--- begin ---

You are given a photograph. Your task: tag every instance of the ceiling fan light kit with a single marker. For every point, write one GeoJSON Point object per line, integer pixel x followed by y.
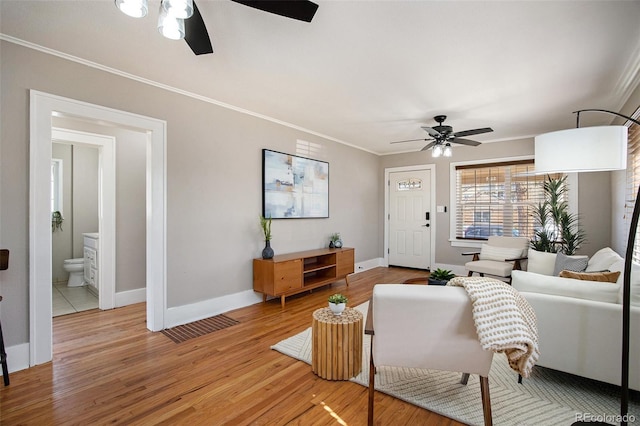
{"type": "Point", "coordinates": [133, 8]}
{"type": "Point", "coordinates": [181, 9]}
{"type": "Point", "coordinates": [442, 136]}
{"type": "Point", "coordinates": [169, 25]}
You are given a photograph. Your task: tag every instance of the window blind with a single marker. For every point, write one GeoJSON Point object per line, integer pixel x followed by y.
{"type": "Point", "coordinates": [633, 177]}
{"type": "Point", "coordinates": [497, 199]}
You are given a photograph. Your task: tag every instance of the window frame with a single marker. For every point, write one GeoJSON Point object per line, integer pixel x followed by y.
{"type": "Point", "coordinates": [572, 181]}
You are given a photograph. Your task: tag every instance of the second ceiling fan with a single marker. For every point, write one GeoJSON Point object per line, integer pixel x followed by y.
{"type": "Point", "coordinates": [196, 34]}
{"type": "Point", "coordinates": [443, 135]}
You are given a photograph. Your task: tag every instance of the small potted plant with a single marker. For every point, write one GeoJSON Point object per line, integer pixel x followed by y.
{"type": "Point", "coordinates": [335, 241]}
{"type": "Point", "coordinates": [337, 303]}
{"type": "Point", "coordinates": [440, 277]}
{"type": "Point", "coordinates": [56, 221]}
{"type": "Point", "coordinates": [265, 224]}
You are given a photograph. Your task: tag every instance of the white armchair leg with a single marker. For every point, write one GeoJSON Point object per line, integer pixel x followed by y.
{"type": "Point", "coordinates": [486, 401]}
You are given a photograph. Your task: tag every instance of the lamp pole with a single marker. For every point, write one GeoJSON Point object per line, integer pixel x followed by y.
{"type": "Point", "coordinates": [626, 290]}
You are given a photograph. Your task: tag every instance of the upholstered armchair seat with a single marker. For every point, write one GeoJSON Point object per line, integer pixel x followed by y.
{"type": "Point", "coordinates": [499, 256]}
{"type": "Point", "coordinates": [427, 327]}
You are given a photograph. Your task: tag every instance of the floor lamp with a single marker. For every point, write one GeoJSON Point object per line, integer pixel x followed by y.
{"type": "Point", "coordinates": [588, 149]}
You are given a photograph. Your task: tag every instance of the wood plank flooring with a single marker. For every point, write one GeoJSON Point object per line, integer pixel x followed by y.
{"type": "Point", "coordinates": [109, 369]}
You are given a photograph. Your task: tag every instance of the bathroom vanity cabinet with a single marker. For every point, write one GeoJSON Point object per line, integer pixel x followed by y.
{"type": "Point", "coordinates": [91, 261]}
{"type": "Point", "coordinates": [293, 273]}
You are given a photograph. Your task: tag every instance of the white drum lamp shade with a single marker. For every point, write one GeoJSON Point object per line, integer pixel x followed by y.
{"type": "Point", "coordinates": [584, 149]}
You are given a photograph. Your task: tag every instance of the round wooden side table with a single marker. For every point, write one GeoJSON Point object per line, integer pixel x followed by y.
{"type": "Point", "coordinates": [336, 344]}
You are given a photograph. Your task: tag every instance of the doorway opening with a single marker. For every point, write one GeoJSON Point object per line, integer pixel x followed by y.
{"type": "Point", "coordinates": [43, 107]}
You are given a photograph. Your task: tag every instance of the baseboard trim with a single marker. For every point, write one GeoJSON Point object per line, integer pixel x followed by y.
{"type": "Point", "coordinates": [208, 308]}
{"type": "Point", "coordinates": [130, 297]}
{"type": "Point", "coordinates": [17, 357]}
{"type": "Point", "coordinates": [370, 264]}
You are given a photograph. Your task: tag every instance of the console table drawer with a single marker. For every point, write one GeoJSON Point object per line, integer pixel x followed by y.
{"type": "Point", "coordinates": [287, 276]}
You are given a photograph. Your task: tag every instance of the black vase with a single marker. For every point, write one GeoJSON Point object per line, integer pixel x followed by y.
{"type": "Point", "coordinates": [267, 251]}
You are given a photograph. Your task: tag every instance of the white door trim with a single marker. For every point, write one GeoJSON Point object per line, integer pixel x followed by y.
{"type": "Point", "coordinates": [106, 207]}
{"type": "Point", "coordinates": [42, 107]}
{"type": "Point", "coordinates": [387, 171]}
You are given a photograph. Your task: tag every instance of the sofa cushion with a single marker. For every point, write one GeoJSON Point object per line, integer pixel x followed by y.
{"type": "Point", "coordinates": [602, 260]}
{"type": "Point", "coordinates": [604, 276]}
{"type": "Point", "coordinates": [499, 254]}
{"type": "Point", "coordinates": [635, 281]}
{"type": "Point", "coordinates": [568, 287]}
{"type": "Point", "coordinates": [541, 262]}
{"type": "Point", "coordinates": [490, 267]}
{"type": "Point", "coordinates": [570, 263]}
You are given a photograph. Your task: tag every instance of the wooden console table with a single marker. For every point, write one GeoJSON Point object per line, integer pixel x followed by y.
{"type": "Point", "coordinates": [336, 344]}
{"type": "Point", "coordinates": [292, 273]}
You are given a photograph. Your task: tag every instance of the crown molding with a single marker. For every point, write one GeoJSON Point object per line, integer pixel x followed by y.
{"type": "Point", "coordinates": [169, 88]}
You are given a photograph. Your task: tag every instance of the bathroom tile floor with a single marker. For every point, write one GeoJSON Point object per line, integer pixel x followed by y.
{"type": "Point", "coordinates": [68, 300]}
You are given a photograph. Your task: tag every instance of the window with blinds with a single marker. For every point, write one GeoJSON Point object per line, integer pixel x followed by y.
{"type": "Point", "coordinates": [497, 199]}
{"type": "Point", "coordinates": [633, 177]}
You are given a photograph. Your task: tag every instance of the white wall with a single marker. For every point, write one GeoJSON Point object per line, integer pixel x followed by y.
{"type": "Point", "coordinates": [213, 183]}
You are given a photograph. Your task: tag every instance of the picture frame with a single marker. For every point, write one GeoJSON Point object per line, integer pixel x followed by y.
{"type": "Point", "coordinates": [294, 187]}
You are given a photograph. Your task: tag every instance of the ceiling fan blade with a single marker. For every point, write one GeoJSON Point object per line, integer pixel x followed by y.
{"type": "Point", "coordinates": [473, 132]}
{"type": "Point", "coordinates": [465, 141]}
{"type": "Point", "coordinates": [411, 140]}
{"type": "Point", "coordinates": [433, 132]}
{"type": "Point", "coordinates": [195, 33]}
{"type": "Point", "coordinates": [302, 10]}
{"type": "Point", "coordinates": [428, 146]}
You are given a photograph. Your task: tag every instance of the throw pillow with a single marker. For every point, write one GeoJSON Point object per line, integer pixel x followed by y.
{"type": "Point", "coordinates": [499, 254]}
{"type": "Point", "coordinates": [605, 276]}
{"type": "Point", "coordinates": [570, 263]}
{"type": "Point", "coordinates": [541, 262]}
{"type": "Point", "coordinates": [635, 281]}
{"type": "Point", "coordinates": [602, 260]}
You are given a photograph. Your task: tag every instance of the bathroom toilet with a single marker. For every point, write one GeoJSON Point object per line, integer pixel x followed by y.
{"type": "Point", "coordinates": [75, 268]}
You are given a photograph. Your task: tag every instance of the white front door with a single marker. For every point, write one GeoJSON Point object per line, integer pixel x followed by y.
{"type": "Point", "coordinates": [410, 219]}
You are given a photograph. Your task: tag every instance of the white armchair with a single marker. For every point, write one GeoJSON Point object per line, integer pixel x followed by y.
{"type": "Point", "coordinates": [429, 327]}
{"type": "Point", "coordinates": [499, 256]}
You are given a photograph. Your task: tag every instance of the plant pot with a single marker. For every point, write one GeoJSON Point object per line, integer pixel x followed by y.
{"type": "Point", "coordinates": [337, 308]}
{"type": "Point", "coordinates": [433, 281]}
{"type": "Point", "coordinates": [267, 251]}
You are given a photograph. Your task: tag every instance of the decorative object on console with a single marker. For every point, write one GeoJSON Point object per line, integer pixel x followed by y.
{"type": "Point", "coordinates": [557, 229]}
{"type": "Point", "coordinates": [337, 303]}
{"type": "Point", "coordinates": [294, 187]}
{"type": "Point", "coordinates": [596, 149]}
{"type": "Point", "coordinates": [440, 277]}
{"type": "Point", "coordinates": [335, 241]}
{"type": "Point", "coordinates": [265, 223]}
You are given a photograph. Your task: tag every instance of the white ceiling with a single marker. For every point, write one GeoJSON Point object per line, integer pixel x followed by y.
{"type": "Point", "coordinates": [366, 73]}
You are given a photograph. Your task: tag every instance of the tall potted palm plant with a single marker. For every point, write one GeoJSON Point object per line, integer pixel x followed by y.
{"type": "Point", "coordinates": [557, 230]}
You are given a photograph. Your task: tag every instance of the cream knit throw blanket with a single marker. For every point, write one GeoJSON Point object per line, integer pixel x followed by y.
{"type": "Point", "coordinates": [504, 320]}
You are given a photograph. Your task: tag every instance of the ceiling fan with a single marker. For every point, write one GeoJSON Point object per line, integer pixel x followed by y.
{"type": "Point", "coordinates": [196, 34]}
{"type": "Point", "coordinates": [443, 135]}
{"type": "Point", "coordinates": [182, 19]}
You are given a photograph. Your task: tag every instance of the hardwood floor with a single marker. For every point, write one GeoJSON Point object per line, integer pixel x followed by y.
{"type": "Point", "coordinates": [109, 369]}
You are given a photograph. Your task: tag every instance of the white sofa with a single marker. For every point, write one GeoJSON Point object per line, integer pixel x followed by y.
{"type": "Point", "coordinates": [580, 321]}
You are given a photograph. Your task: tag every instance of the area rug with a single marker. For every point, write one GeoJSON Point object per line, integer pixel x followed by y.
{"type": "Point", "coordinates": [548, 397]}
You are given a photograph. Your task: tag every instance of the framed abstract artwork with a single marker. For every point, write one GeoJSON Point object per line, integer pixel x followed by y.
{"type": "Point", "coordinates": [294, 187]}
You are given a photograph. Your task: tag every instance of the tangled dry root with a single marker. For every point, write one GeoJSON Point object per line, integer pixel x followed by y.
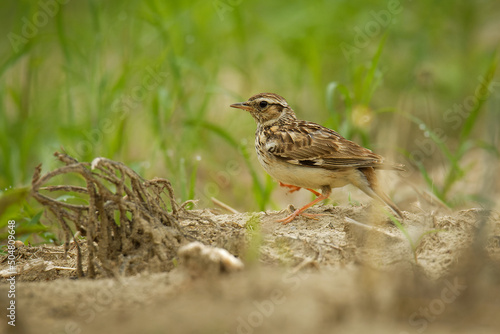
{"type": "Point", "coordinates": [128, 225]}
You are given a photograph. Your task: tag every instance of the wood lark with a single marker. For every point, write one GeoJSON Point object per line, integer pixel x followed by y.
{"type": "Point", "coordinates": [301, 154]}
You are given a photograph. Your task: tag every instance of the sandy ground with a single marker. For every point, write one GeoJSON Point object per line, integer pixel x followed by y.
{"type": "Point", "coordinates": [349, 271]}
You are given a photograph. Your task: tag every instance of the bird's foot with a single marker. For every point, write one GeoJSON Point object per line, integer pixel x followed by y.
{"type": "Point", "coordinates": [297, 212]}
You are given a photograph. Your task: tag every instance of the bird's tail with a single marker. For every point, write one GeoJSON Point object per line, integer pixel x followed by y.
{"type": "Point", "coordinates": [372, 189]}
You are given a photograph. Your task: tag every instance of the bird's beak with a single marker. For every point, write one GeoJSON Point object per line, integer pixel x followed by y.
{"type": "Point", "coordinates": [241, 105]}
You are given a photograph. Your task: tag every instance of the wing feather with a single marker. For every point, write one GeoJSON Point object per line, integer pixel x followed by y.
{"type": "Point", "coordinates": [310, 144]}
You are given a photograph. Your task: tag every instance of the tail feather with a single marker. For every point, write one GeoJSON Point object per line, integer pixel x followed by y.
{"type": "Point", "coordinates": [372, 189]}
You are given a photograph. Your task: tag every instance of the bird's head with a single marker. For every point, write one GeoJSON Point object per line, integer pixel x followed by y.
{"type": "Point", "coordinates": [266, 108]}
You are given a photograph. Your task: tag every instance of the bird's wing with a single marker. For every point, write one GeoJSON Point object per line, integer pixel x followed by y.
{"type": "Point", "coordinates": [310, 144]}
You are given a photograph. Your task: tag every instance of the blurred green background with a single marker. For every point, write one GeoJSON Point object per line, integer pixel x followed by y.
{"type": "Point", "coordinates": [149, 82]}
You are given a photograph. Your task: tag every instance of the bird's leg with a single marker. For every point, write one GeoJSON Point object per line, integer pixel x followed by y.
{"type": "Point", "coordinates": [325, 194]}
{"type": "Point", "coordinates": [295, 188]}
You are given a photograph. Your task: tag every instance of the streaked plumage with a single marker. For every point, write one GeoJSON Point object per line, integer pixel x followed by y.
{"type": "Point", "coordinates": [308, 155]}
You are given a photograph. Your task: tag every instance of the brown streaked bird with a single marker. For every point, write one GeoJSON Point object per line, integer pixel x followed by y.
{"type": "Point", "coordinates": [301, 154]}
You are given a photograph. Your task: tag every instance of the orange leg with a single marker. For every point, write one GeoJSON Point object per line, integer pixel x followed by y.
{"type": "Point", "coordinates": [297, 212]}
{"type": "Point", "coordinates": [295, 188]}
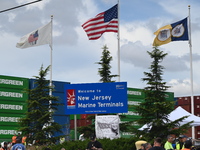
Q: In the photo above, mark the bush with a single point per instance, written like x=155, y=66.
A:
x=115, y=144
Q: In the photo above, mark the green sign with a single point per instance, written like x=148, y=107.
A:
x=13, y=82
x=15, y=95
x=10, y=119
x=135, y=93
x=6, y=132
x=12, y=107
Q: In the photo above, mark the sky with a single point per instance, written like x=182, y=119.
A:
x=75, y=57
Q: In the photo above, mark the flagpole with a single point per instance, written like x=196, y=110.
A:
x=51, y=56
x=118, y=37
x=191, y=72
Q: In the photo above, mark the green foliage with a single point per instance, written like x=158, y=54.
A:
x=41, y=106
x=115, y=144
x=155, y=108
x=104, y=71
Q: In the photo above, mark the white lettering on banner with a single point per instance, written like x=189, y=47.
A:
x=9, y=132
x=11, y=94
x=11, y=107
x=110, y=104
x=83, y=98
x=81, y=105
x=133, y=103
x=134, y=92
x=129, y=113
x=9, y=119
x=86, y=91
x=12, y=82
x=102, y=97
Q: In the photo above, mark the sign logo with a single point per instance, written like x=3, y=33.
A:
x=32, y=39
x=164, y=35
x=178, y=31
x=71, y=100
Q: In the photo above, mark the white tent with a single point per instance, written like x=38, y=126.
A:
x=177, y=114
x=180, y=112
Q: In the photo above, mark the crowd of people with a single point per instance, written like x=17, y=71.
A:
x=182, y=143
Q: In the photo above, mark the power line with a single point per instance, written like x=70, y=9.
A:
x=20, y=6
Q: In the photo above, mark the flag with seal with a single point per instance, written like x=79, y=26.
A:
x=177, y=31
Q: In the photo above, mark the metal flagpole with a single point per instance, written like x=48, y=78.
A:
x=191, y=72
x=118, y=37
x=51, y=57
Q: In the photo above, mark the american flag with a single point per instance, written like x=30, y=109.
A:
x=103, y=22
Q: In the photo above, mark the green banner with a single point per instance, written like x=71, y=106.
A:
x=6, y=132
x=11, y=94
x=14, y=82
x=10, y=119
x=12, y=107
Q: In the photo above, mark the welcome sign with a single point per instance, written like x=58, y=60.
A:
x=96, y=98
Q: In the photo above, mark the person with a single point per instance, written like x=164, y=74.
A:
x=4, y=146
x=29, y=140
x=180, y=144
x=94, y=144
x=19, y=138
x=168, y=144
x=24, y=139
x=139, y=144
x=188, y=145
x=14, y=139
x=157, y=144
x=81, y=137
x=147, y=146
x=18, y=145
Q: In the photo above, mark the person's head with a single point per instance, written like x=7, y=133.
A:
x=92, y=137
x=5, y=144
x=157, y=141
x=183, y=138
x=188, y=144
x=147, y=146
x=170, y=138
x=139, y=144
x=18, y=141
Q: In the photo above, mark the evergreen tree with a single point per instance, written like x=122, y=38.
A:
x=104, y=71
x=155, y=108
x=106, y=76
x=41, y=106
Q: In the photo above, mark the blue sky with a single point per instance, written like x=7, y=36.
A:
x=74, y=56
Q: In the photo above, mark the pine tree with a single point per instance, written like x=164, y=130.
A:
x=104, y=71
x=155, y=108
x=41, y=106
x=106, y=76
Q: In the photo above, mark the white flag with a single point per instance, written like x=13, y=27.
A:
x=38, y=37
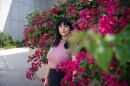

--- end ---

→ **Aim of the task**: Could you write out every line from the one containing "Q: In the photo above, mark the pine" through the end of the lines, leaving out any pictures?

→ **Solution to this task**:
Q: In the photo above, mark the pine tree with a single point per instance, written like x=164, y=130.
A:
x=104, y=71
x=155, y=108
x=41, y=106
x=106, y=76
Q: In the photo above, mark the white flag with a single point per instance, written like x=13, y=27.
A:
x=38, y=37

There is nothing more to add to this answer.